Problems to work on:
A: In the passage on Deutsch de la Meurthe's aviation ventures, what did he offer the University of Paris at the end of May 1909?
B: Name every individual person mentioned by name in the passage on Deutsch de la Meurthe's aviation ventures.
C: Extend the passage on Deutsch de la Meurthe's aviation ventures, starting after its last sentence.

Text shown:
^^^^^^^^
In 1906, Deutsch entered into a partnership with Wilbur Wright and Hart O. Berg to establish a company in France to supply a Wright aircraft to the French government. Deutsch financed the venture by buying the only block of shares to be sold in France, and used his influence with the French government. The effort fell through, however.

He supported Lazare Weiller, who bought the patents of the Wright brothers, and organized demonstration flights piloted by Wilbur Wright in Le Mans, which began on 8 August 1908. Deutsch de la Meurthe also invested in aircraft builders Société Astra (1909) and Nieuport (1911), and commissioned the construction of aircraft, including the Blériot XXIV Limousine and the Voisin Aero-Yacht.

At the end of May 1909, Henri Deutsch de la Meurthe offered the University of Paris a sum of 500,000 francs and an annual pension of 15,000 francs for the creation and maintenance of the Institut Aérotechnique at Saint-Cyr-l'École, which would continue the theoretical research and development of air transport aircraft. It was later integrated into the Conservatoire National des Arts et Métiers.
^^^^^^^^
[Dataset entries]

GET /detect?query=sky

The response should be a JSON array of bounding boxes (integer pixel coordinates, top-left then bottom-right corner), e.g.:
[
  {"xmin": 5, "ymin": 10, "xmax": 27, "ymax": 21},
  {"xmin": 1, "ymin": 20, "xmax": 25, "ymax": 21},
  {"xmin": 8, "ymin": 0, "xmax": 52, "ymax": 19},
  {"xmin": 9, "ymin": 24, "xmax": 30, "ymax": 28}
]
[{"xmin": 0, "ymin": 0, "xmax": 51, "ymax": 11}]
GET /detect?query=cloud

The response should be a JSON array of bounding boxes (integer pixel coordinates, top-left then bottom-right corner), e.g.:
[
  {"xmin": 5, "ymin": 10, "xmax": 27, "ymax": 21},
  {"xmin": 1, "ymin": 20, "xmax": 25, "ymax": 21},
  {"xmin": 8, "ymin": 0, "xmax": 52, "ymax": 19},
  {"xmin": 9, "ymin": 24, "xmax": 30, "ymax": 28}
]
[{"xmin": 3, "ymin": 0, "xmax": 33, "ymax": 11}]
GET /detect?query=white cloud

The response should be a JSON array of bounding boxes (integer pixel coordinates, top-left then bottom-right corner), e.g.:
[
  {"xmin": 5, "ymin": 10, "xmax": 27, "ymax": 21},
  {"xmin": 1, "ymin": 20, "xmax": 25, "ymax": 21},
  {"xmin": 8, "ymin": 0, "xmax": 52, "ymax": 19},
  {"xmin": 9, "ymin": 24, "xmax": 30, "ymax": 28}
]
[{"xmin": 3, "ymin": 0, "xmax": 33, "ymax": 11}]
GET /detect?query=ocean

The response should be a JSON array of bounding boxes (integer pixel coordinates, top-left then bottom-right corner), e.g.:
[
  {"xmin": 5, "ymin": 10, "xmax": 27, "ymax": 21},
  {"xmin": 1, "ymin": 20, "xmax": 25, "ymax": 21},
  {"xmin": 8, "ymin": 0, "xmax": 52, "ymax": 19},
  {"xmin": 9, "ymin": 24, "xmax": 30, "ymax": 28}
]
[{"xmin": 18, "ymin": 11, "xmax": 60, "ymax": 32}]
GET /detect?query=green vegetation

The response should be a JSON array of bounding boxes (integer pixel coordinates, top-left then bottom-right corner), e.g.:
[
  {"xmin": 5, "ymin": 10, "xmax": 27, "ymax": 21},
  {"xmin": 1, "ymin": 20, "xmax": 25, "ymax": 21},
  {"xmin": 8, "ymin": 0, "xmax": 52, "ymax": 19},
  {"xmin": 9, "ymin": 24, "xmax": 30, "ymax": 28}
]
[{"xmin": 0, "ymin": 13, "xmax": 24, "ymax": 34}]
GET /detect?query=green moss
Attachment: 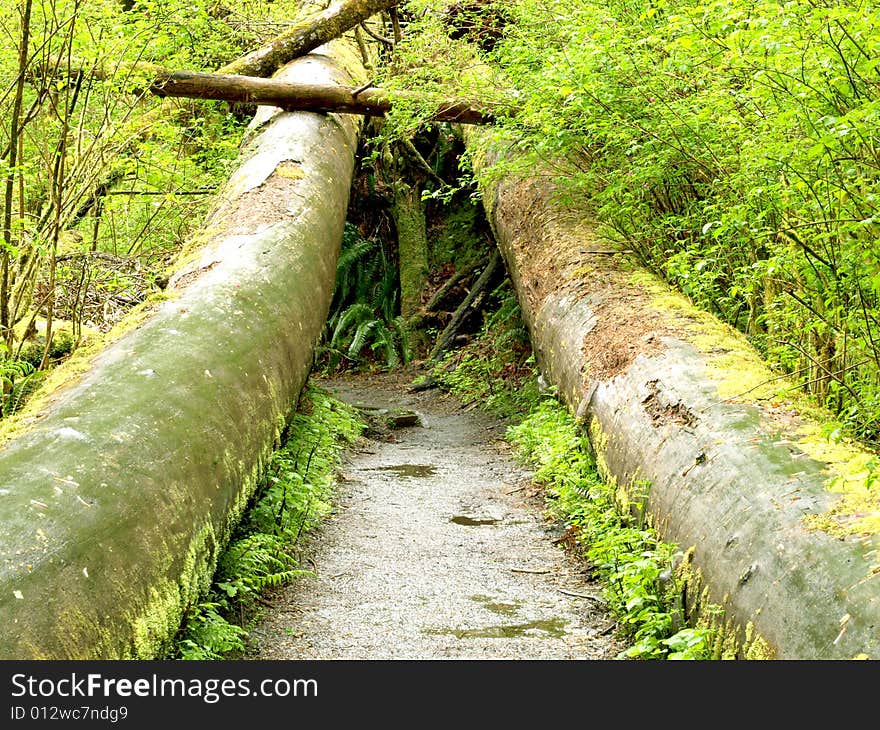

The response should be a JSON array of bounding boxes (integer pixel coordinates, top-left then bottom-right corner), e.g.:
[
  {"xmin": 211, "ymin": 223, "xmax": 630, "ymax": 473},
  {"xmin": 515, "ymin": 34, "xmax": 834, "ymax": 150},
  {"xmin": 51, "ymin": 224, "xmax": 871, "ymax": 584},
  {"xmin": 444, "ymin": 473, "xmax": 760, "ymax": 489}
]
[
  {"xmin": 632, "ymin": 273, "xmax": 880, "ymax": 537},
  {"xmin": 170, "ymin": 386, "xmax": 364, "ymax": 659}
]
^^^^^^^^
Answers to this exercise:
A: A sum of 500,000 francs and an annual pension of 15,000 francs.

B: Henri Deutsch de la Meurthe, Wilbur Wright, Hart O. Berg, Lazare Weiller

C:
Although an enthusiastic promoter of heavier-than-air flight, De la Meurthe did not make his first flight in an airplane until May 1911, when he was taken for a flight in a Blériot monoplane piloted by Alfred Leblanc.
On 21 May 1911, Deutsch was injured, and French Minister of War Maurice Berteaux was killed at the beginning of the 1911 Paris to Madrid air race, when a monoplane piloted by Louis Émile Train made a forced landing and ran into a group of people, including cabinet members, who had spilled out of the enclosures and onto the flying field.

== Legacy looted under Nazis ==
Over twenty years after Deutsch's death, the Deutsch de la Meurthe family fled when the Nazis invaded France in World War II. Their mansion was transformed into a residence for the head of the occupation forces, and their art collection was looted, ending up in the possession of the son of Hildebrand Gurlitt, one of Hitler's art dealers. Four drawings were restituted to the heirs in 2020.

== Honours ==
Henri Deutsch de la Meurthe was posthumously made Commander of the Legion of Honor on November 20, 1912.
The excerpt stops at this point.